* _What this exercise asks_
a – Do these statements agree with the passage on child labor? Answer yes or no for each, quoting the deciding words of the passage. (i) The 1910 Census supplies figures for sweat-shops. (ii) In 1909, more mine-workers under sixteen worked above ground than below ground. (iii) Between 1899 and 1909, the percentage of workers under sixteen in manufacturing industries rose.
b – Rewrite the paragraph of the passage on child labor that begins "The United States Census of 1910" as a short list that keeps its main facts.
c – Reproduce word for word the part of the passage on child labor that opens with the words containing "Two million souls" and closes with "are not given.".

* _Passage to read_
┌──

Two million children are virtually enslaved in our cotton mills, coal mines and sweat-shops over the breadth and length of our country—two million little ones!
At the same time that thousands of children in our city enjoyed their Christmas vacation and rejoiced over their newly acquired presents, two million children of the same tender age, of the same Caucasian race and citizens of the same prosperous land, were pining away in the dark subterranean caves of the coal mines in the east, in the dangerous cotton mills and tobacco factories of the south and the sweat-shops everywhere.
Two million souls are annually sacrificed to commerce and to greed. Parents do not get sufficient to keep the souls and bodies of their little ones together. Mothers must leave their suckling babes to seek for their livelihood, and these infants, in turn, if they survive until they are six, must begin the battle of life on their own account.
The United States Census of 1910 gives the total number of mine-workers under sixteen years of age in 1909 as 8,151, of whom 3,117 were working below ground and 5,034 above ground. The number of wage-earners under sixteen years of age in manufacturing industries is stated as 161,493; and it is shown that the percentage of workers under sixteen to the whole number of workers in these industries fell from 3.4 per cent. in 1899 to 2.9 per cent. in 1904 and 2.4 per cent. in 1909. Figures concerning sweat-shops are not given.

└──

* _Data segment_
┌──

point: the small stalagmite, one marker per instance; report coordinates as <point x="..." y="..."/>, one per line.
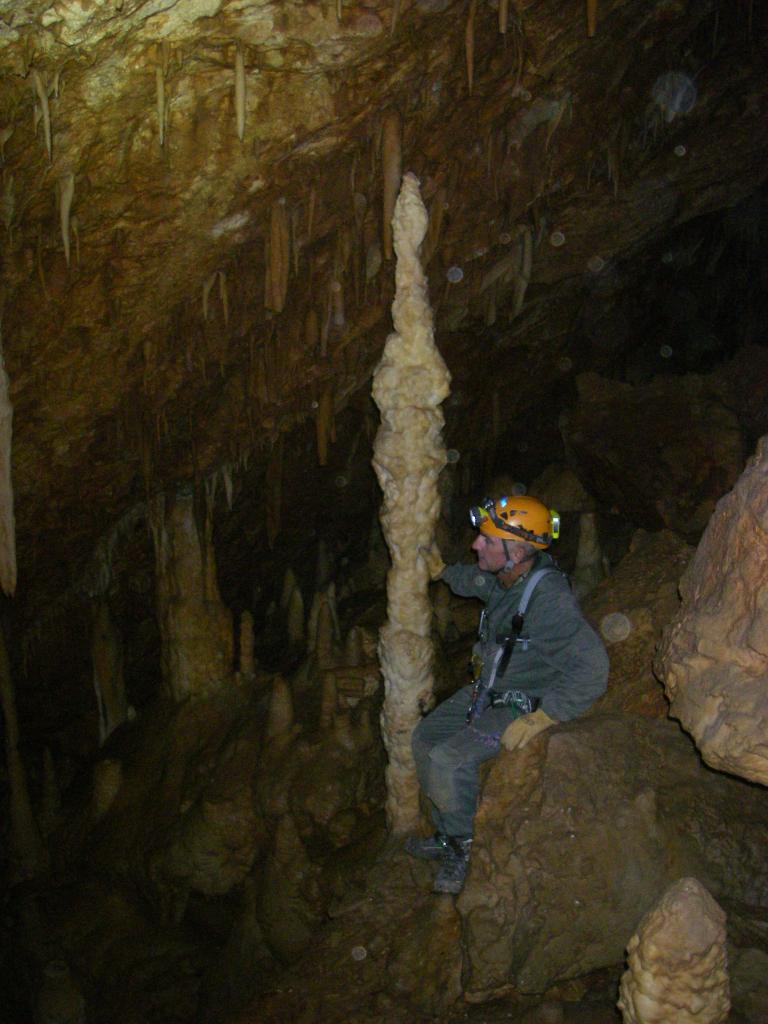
<point x="391" y="159"/>
<point x="677" y="962"/>
<point x="410" y="384"/>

└──

* _Task-by-task answers_
a –
(i) No: "Figures concerning sweat-shops are not given."
(ii) Yes: "3,117 were working below ground and 5,034 above ground."
(iii) No: "fell from 3.4 per cent. in 1899 to 2.9 per cent. in 1904 and 2.4 per cent. in 1909."

b –
- The United States Census of 1910 gives 8,151 mine-workers under sixteen in 1909: 3,117 below ground and 5,034 above ground.
- Wage-earners under sixteen in manufacturing industries numbered 161,493.
- Their share of all workers in those industries fell from 3.4 percent in 1899 to 2.9 percent in 1904 and 2.4 percent in 1909.
- No figures are given for sweat-shops.

c –
Two million souls are annually sacrificed to commerce and to greed. Parents do not get sufficient to keep the souls and bodies of their little ones together. Mothers must leave their suckling babes to seek for their livelihood, and these infants, in turn, if they survive until they are six, must begin the battle of life on their own account.
The United States Census of 1910 gives the total number of mine-workers under sixteen years of age in 1909 as 8,151, of whom 3,117 were working below ground and 5,034 above ground. The number of wage-earners under sixteen years of age in manufacturing industries is stated as 161,493; and it is shown that the percentage of workers under sixteen to the whole number of workers in these industries fell from 3.4 per cent. in 1899 to 2.9 per cent. in 1904 and 2.4 per cent. in 1909. Figures concerning sweat-shops are not given.